*WHAT TO WORK ON:* Pictures aside, write out every record exactly as it appears.

Coordinate annotation entries:
_ _ _

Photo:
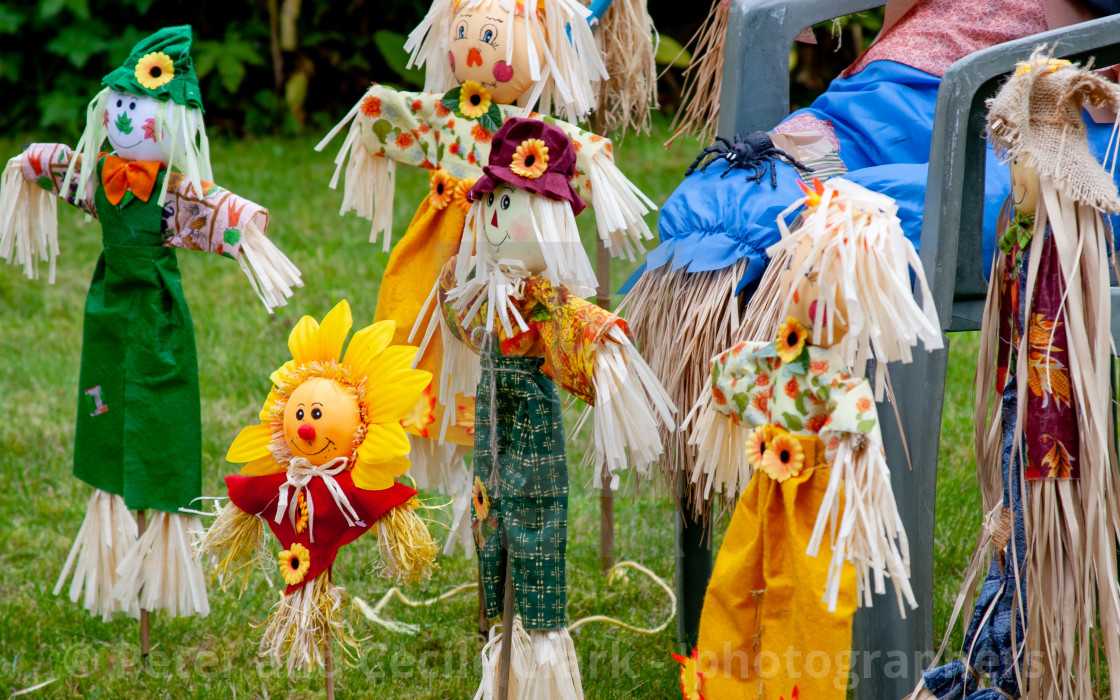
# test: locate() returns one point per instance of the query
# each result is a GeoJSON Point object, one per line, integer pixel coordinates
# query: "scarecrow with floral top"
{"type": "Point", "coordinates": [1047, 614]}
{"type": "Point", "coordinates": [486, 61]}
{"type": "Point", "coordinates": [138, 439]}
{"type": "Point", "coordinates": [514, 325]}
{"type": "Point", "coordinates": [319, 469]}
{"type": "Point", "coordinates": [815, 531]}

_ _ _

*EXERCISE SOLUTION:*
Photo:
# test: locate() returns one point per instance of the query
# each result is a GeoJSON Point object, one per line, integer pixel coordinates
# query: "scarecrow with floral top"
{"type": "Point", "coordinates": [1047, 614]}
{"type": "Point", "coordinates": [486, 61]}
{"type": "Point", "coordinates": [138, 439]}
{"type": "Point", "coordinates": [514, 325]}
{"type": "Point", "coordinates": [319, 469]}
{"type": "Point", "coordinates": [815, 531]}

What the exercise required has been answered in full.